**What is asked:** Reproduce each item below word for word, omitting the pictures.

+ + + + +

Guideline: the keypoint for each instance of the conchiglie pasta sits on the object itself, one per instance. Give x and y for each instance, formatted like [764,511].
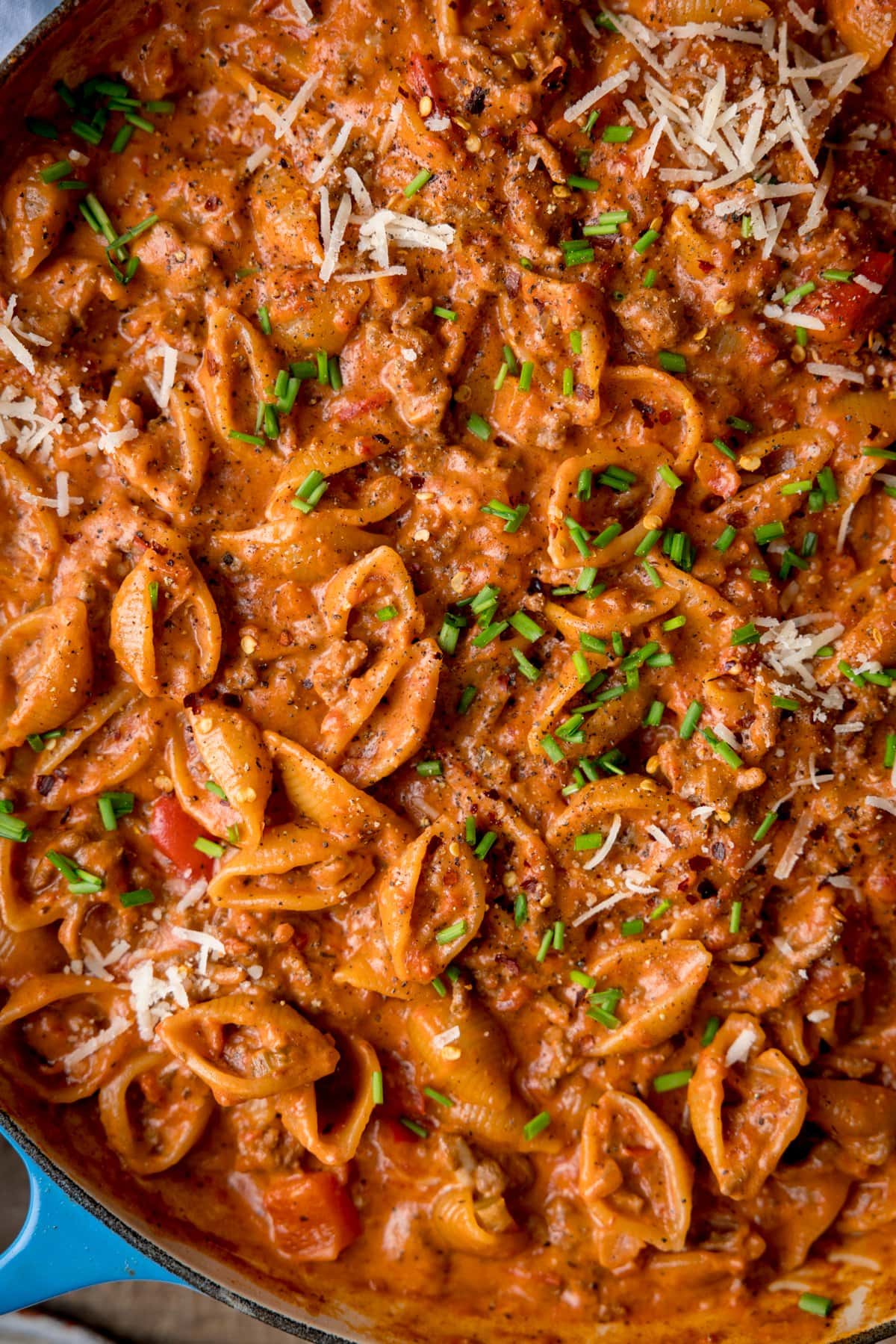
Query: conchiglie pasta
[635,1179]
[49,1029]
[153,1110]
[220,745]
[245,1046]
[46,669]
[432,902]
[348,607]
[477,1226]
[101,748]
[746,1105]
[660,982]
[166,631]
[329,1117]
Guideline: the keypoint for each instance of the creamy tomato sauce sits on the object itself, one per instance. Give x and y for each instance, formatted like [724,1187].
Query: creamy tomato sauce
[448,651]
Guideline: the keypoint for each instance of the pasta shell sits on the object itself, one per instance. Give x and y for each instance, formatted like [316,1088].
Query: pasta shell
[246,1046]
[635,1179]
[155,1132]
[329,1117]
[47,1019]
[746,1105]
[101,748]
[292,869]
[428,893]
[234,755]
[166,632]
[660,982]
[46,669]
[28,534]
[476,1226]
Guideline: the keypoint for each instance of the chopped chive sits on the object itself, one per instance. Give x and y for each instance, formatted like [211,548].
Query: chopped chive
[647,240]
[535,1125]
[648,542]
[141,896]
[672,362]
[452,933]
[544,945]
[590,840]
[691,721]
[723,448]
[55,171]
[440,1098]
[723,749]
[485,844]
[795,488]
[815,1304]
[479,427]
[746,635]
[800,292]
[429,769]
[246,439]
[208,847]
[415,183]
[668,1083]
[768,531]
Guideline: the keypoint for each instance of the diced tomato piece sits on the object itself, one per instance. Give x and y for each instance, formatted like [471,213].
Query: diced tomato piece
[175,834]
[314,1216]
[845,308]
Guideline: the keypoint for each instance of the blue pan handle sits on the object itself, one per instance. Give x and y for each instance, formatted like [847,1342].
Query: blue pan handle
[62,1246]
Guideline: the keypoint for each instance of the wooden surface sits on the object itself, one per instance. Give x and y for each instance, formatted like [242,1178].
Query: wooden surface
[134,1313]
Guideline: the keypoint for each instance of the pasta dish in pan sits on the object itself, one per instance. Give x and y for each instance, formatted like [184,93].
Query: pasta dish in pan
[448,651]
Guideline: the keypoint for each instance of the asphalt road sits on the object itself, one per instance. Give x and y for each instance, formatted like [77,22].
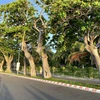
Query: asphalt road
[14,88]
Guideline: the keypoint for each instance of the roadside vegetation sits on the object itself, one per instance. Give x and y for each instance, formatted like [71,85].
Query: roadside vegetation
[28,38]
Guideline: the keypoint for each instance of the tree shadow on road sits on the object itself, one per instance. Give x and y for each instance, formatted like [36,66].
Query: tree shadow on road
[4,92]
[40,95]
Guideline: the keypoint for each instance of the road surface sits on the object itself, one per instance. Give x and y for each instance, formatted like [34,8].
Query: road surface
[14,88]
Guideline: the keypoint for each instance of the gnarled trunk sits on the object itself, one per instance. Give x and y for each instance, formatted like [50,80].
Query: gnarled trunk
[25,66]
[29,57]
[1,65]
[92,49]
[45,64]
[8,61]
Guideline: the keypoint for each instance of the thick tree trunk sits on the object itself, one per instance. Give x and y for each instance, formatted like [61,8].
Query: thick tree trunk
[8,66]
[8,61]
[97,58]
[45,64]
[92,49]
[1,65]
[46,68]
[25,66]
[29,57]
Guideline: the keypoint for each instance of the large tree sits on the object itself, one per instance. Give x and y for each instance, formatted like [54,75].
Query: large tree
[18,22]
[75,20]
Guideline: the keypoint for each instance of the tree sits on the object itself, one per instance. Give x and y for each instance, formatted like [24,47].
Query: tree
[17,19]
[74,21]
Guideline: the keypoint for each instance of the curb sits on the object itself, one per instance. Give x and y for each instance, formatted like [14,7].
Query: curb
[59,83]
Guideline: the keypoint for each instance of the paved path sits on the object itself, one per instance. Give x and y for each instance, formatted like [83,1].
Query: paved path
[14,88]
[83,80]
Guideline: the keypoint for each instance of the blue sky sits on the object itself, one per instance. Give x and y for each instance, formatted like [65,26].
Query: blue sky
[32,1]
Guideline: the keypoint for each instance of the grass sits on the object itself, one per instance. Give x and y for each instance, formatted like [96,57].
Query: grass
[63,81]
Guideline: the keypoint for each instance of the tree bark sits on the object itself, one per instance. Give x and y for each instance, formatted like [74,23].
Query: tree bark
[29,57]
[92,49]
[45,64]
[1,65]
[8,61]
[25,66]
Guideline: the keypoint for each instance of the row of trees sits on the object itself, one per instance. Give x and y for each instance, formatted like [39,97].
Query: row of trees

+ + + + +

**Correct answer:**
Guideline: the keypoint for each instance of the conchiglie pasta sits on the object itself, one per instance. Give x and y for each instance, formatted like [764,511].
Query: conchiglie pasta
[635,1179]
[49,1029]
[153,1110]
[220,745]
[245,1046]
[46,669]
[432,902]
[348,607]
[477,1226]
[101,748]
[746,1105]
[660,982]
[166,631]
[329,1117]
Guideline: the keypoint for each instance of the creamy tomato sauce sits on the object itself, one per instance. Give x and y for each instance, formatted like [724,1187].
Query: creamy tomato sauce
[448,651]
Guideline: the keypoint for each instance of the pasta shell sits on the object itself, one per instance. Give x and y for each instance, formatted like [316,1088].
Query: pasta shell
[246,1046]
[635,1179]
[155,1132]
[329,1117]
[47,1019]
[746,1105]
[101,748]
[292,869]
[428,893]
[234,755]
[166,632]
[660,982]
[46,669]
[28,534]
[476,1226]
Guideline: the keypoint for each instance of the chopped chive sits on the object itself, one per instance. Give x and y for each instance, formatted like [211,548].
Query: chopped chive
[647,240]
[535,1125]
[648,542]
[141,896]
[672,362]
[452,933]
[544,945]
[590,840]
[691,721]
[723,448]
[55,171]
[440,1098]
[723,749]
[485,844]
[795,488]
[815,1304]
[479,427]
[746,635]
[800,292]
[429,769]
[246,439]
[208,847]
[415,183]
[668,1083]
[768,531]
Guideline: the keypoint for each instance of the diced tomato piece sits on the object itself, one per instance. Give x and y for each instance, formatted like [471,213].
Query: diced tomato piece
[175,834]
[314,1216]
[845,308]
Guideline: the keypoint for each instance of the blue pan handle sits on the object itself, one per instance. Give x and y for each instance, formatted like [847,1342].
Query: blue pan handle
[62,1246]
Guideline: the keypoint for each instance of the wooden surface sits on the object itself, one per instance. Give x and y for each instance, formatted like [242,1178].
Query: wooden surface
[134,1313]
Guideline: the keypoint for each instance of the pasta dish in pan sits on the object itself, one per instance. Give x and y for each instance, formatted like [184,93].
Query: pasta dish in pan
[448,651]
Guideline: the keypoint for each instance of the asphalt road sits on the object itself, one per instance. Give x and y for each instance, formatted like [77,22].
Query: asphalt road
[14,88]
Guideline: the keypoint for each instance of the roadside vegetation sits on the object itself, one per instance. Give x and y for each instance, formatted like [71,85].
Query: roadside vegetation
[28,38]
Guideline: the keypoint for each instance of the tree shadow on road sits on the object itself, one per instance. Give x and y for each instance, formatted like [36,66].
Query: tree shadow on road
[4,92]
[40,95]
Guideline: the keypoint for each instance of the road surface sits on the object itself, one per instance. Give x and y for each instance, formatted like [34,8].
Query: road surface
[14,88]
Guideline: the keypoint for each instance of the gnarled trunk sits on the object itself, one per instance. Give x and y for each instance, formatted like [50,80].
Query: gnarled trunk
[25,66]
[29,57]
[1,65]
[92,49]
[45,64]
[8,61]
Guideline: the keypoint for each instance of the thick tree trunk sits on the object itself, one per instance. Give x and y for each instance, formatted like [61,8].
Query: thick tree trunk
[8,66]
[8,61]
[97,58]
[45,64]
[92,49]
[1,65]
[46,68]
[25,66]
[29,57]
Guideline: the keypoint for each instance of the large tree sits on the object itself, one per instance. Give x and y for each instance, formatted like [54,75].
Query: large tree
[18,22]
[75,20]
Guideline: the keypoint for each instance of the tree sits on the object itself, one per instance. Give x and y for each instance, formatted like [24,47].
Query: tree
[17,19]
[74,21]
Guideline: the keypoint for each instance of the curb sits on the object itself, one per instance. Give x and y for each instance, formatted like [14,7].
Query: curb
[59,83]
Guideline: the keypoint for each instance of the paved path sits on the object itself, one per instance. Give x and y for each instance, formatted like [83,1].
Query: paved path
[14,88]
[83,80]
Guideline: the keypoint for each instance of the blue sky sits on the object itself, one per instance. Give x and y for each instance, formatted like [65,26].
Query: blue sky
[32,1]
Guideline: the keypoint for each instance of the grass sits on the object itself, one per instance. Give x and y for each instance, formatted like [96,57].
Query: grass
[63,81]
Guideline: the keypoint for each instance of the tree bark sits on the object itself, one per instance. Give x and y for each instance, formatted like [74,23].
Query: tree bark
[29,57]
[92,49]
[45,64]
[1,65]
[8,61]
[25,66]
Guideline: the keypoint for each instance of the row of trees sits on the object itself, one per instance. Give x and y for each instance, formatted like [39,97].
Query: row of trees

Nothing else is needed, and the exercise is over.